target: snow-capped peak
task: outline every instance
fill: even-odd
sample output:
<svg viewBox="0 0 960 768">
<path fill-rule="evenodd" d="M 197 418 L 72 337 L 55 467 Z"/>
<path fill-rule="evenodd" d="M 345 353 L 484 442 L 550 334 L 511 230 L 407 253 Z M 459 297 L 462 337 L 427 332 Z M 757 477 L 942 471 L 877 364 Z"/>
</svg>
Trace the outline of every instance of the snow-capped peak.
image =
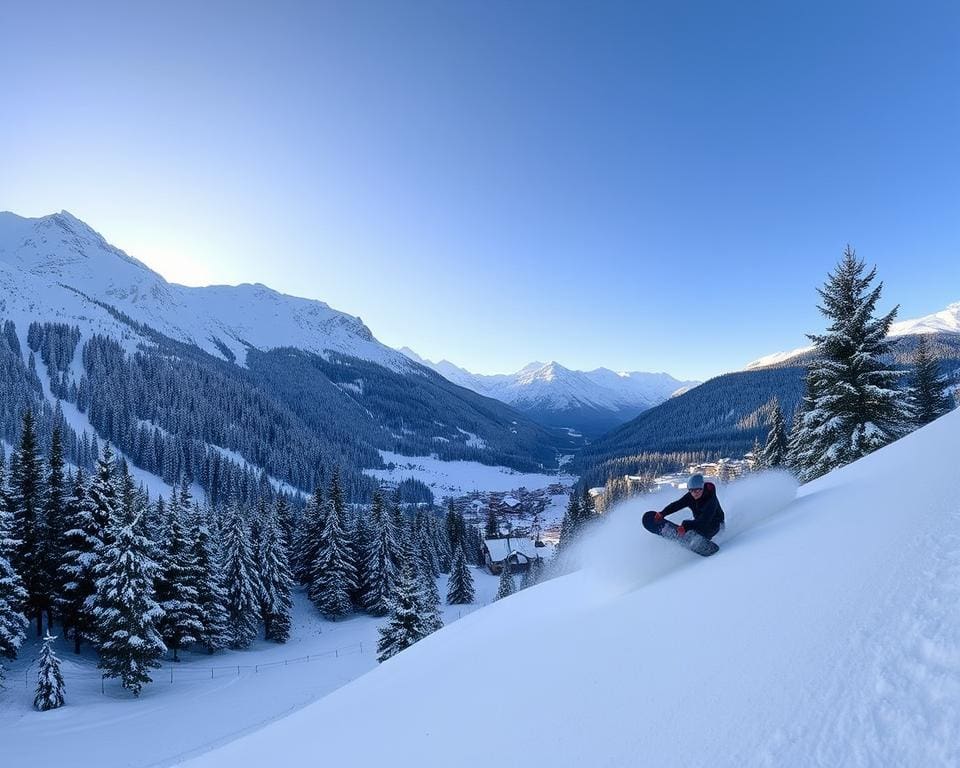
<svg viewBox="0 0 960 768">
<path fill-rule="evenodd" d="M 129 339 L 130 328 L 99 301 L 241 365 L 250 347 L 290 346 L 410 368 L 406 357 L 380 344 L 358 317 L 259 283 L 204 288 L 168 283 L 67 211 L 37 219 L 0 213 L 0 288 L 4 315 L 18 327 L 21 321 L 58 320 Z"/>
<path fill-rule="evenodd" d="M 900 320 L 890 326 L 890 336 L 911 336 L 925 333 L 960 333 L 960 301 L 950 304 L 946 309 L 934 312 L 912 320 Z M 766 368 L 768 365 L 790 360 L 798 355 L 812 352 L 813 347 L 808 345 L 798 347 L 790 352 L 774 352 L 771 355 L 757 358 L 744 366 L 744 370 Z"/>
</svg>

== Your assignment ==
Your task is to repeat the entries above exactly, omitting the pictures.

== Worked solution ==
target: snow-capped peak
task: outline every instance
fill: even-odd
sample output:
<svg viewBox="0 0 960 768">
<path fill-rule="evenodd" d="M 197 418 L 72 337 L 55 467 Z"/>
<path fill-rule="evenodd" d="M 345 353 L 484 442 L 550 334 L 511 230 L 407 253 Z M 459 297 L 462 337 L 427 332 Z M 757 477 L 942 471 L 877 364 Z"/>
</svg>
Trace the outline of every instance of the snow-capped peak.
image =
<svg viewBox="0 0 960 768">
<path fill-rule="evenodd" d="M 129 339 L 130 328 L 99 301 L 241 365 L 250 347 L 290 346 L 410 368 L 406 357 L 380 344 L 358 317 L 259 283 L 204 288 L 168 283 L 67 211 L 37 219 L 0 213 L 0 288 L 4 315 L 18 327 L 21 321 L 58 320 Z"/>
<path fill-rule="evenodd" d="M 900 320 L 890 326 L 890 336 L 911 336 L 925 333 L 960 333 L 960 301 L 950 304 L 946 309 L 934 312 L 912 320 Z M 766 368 L 768 365 L 790 360 L 798 355 L 812 352 L 813 347 L 808 345 L 798 347 L 790 352 L 774 352 L 771 355 L 757 358 L 744 366 L 744 370 Z"/>
</svg>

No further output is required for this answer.